■ **Task material**:

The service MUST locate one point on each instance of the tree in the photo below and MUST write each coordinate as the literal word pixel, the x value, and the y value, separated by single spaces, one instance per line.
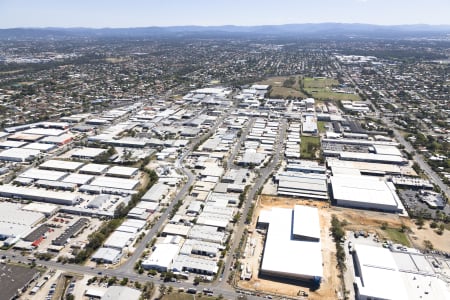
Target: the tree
pixel 162 289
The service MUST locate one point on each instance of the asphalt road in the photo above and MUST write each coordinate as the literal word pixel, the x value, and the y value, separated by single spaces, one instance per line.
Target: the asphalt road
pixel 418 158
pixel 239 228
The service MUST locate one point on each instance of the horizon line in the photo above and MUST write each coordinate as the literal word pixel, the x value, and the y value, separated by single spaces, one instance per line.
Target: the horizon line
pixel 224 25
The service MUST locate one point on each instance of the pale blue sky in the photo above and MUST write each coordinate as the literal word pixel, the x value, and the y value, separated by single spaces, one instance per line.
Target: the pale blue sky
pixel 141 13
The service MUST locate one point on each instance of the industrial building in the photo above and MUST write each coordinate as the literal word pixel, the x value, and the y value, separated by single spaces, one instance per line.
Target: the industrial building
pixel 365 192
pixel 63 198
pixel 15 222
pixel 305 185
pixel 61 165
pixel 296 256
pixel 386 274
pixel 19 154
pixel 107 255
pixel 164 254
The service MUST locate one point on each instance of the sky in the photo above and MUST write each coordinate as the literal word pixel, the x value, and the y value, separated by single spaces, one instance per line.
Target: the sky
pixel 142 13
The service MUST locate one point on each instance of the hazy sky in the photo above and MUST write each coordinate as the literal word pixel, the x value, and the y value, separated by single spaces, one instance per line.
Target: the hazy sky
pixel 139 13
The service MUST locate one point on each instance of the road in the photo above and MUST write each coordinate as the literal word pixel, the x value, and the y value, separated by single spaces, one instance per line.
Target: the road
pixel 240 227
pixel 418 158
pixel 238 144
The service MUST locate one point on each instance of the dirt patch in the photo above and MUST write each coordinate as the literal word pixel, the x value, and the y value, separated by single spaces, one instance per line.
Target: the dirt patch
pixel 369 221
pixel 440 242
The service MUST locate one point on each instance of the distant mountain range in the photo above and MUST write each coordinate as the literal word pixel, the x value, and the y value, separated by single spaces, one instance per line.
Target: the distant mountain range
pixel 305 30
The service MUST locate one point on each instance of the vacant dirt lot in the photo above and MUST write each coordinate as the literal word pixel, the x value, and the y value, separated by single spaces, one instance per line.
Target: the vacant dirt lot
pixel 357 220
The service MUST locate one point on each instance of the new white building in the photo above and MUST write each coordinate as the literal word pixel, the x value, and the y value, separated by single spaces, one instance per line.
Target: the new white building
pixel 297 256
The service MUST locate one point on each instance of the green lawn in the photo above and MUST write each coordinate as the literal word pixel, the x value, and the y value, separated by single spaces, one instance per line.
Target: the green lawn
pixel 175 295
pixel 309 145
pixel 321 89
pixel 395 235
pixel 309 82
pixel 321 126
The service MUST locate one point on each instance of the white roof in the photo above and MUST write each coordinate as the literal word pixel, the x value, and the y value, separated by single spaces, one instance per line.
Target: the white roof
pixel 45 208
pixel 134 223
pixel 162 257
pixel 286 256
pixel 78 178
pixel 121 292
pixel 19 153
pixel 378 273
pixel 364 189
pixel 106 254
pixel 66 198
pixel 61 165
pixel 113 182
pixel 39 146
pixel 88 152
pixel 123 171
pixel 44 131
pixel 43 174
pixel 119 240
pixel 12 213
pixel 94 168
pixel 387 150
pixel 306 222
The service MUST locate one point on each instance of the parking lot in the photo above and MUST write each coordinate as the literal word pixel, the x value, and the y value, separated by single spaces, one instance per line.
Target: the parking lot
pixel 413 204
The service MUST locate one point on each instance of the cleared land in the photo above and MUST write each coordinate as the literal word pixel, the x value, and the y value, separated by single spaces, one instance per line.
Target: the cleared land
pixel 369 221
pixel 321 89
pixel 280 90
pixel 309 147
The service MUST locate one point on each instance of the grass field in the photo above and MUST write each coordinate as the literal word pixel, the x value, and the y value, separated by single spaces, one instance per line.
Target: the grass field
pixel 321 126
pixel 395 235
pixel 321 89
pixel 309 146
pixel 279 91
pixel 184 296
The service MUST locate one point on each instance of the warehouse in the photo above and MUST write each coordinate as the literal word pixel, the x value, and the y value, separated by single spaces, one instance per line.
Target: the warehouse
pixel 207 234
pixel 296 256
pixel 197 265
pixel 378 274
pixel 62 198
pixel 365 192
pixel 15 222
pixel 201 248
pixel 163 256
pixel 94 169
pixel 124 172
pixel 61 165
pixel 45 208
pixel 371 157
pixel 23 137
pixel 72 231
pixel 78 179
pixel 176 229
pixel 55 185
pixel 37 174
pixel 134 223
pixel 39 146
pixel 44 131
pixel 119 240
pixel 58 140
pixel 213 219
pixel 117 183
pixel 297 184
pixel 19 154
pixel 11 144
pixel 107 256
pixel 87 153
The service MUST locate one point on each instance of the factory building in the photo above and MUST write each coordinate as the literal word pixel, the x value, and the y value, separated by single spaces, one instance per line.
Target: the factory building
pixel 292 248
pixel 365 192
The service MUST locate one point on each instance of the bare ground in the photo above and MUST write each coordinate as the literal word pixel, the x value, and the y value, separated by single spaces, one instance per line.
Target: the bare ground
pixel 370 221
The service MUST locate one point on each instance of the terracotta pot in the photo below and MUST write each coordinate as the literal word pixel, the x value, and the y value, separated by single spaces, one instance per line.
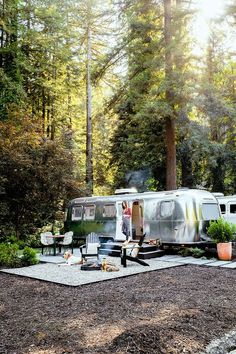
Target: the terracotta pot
pixel 224 251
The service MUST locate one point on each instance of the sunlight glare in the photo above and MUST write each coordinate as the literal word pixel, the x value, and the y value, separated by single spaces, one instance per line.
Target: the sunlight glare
pixel 207 10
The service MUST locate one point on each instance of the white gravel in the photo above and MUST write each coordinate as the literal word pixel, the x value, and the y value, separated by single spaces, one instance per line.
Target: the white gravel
pixel 74 276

■ **Problem requirements**:
Begin at the line that has "of the bare" and stop after the line that has "pixel 207 10", and render those lines of the entries as a JSON list of strings with one string per line. Leave out blank lines and the pictures.

■ **Exercise result**:
[
  "The service MUST locate one point on each instance of the bare ground in the photo above and MUST write each coordinate as the literal word pixel, the x value, and the y value, separated by single spaces, one instance per line.",
  "Target: the bare ground",
  "pixel 370 221",
  "The service MUST locate one point on each instance of the terracotta pot in the photo below and MUST write each coordinate as the literal word pixel, the x value, and the y value, separated by single spaces, one instance per line.",
  "Target: the terracotta pot",
  "pixel 224 251",
  "The service MUST locate one point on each instance of the sunlight glare in the photo above and MUST write each coordinate as the literal word pixel, the x value, and the y value, separated by single spaces, one instance per line.",
  "Target: the sunlight glare",
  "pixel 207 10"
]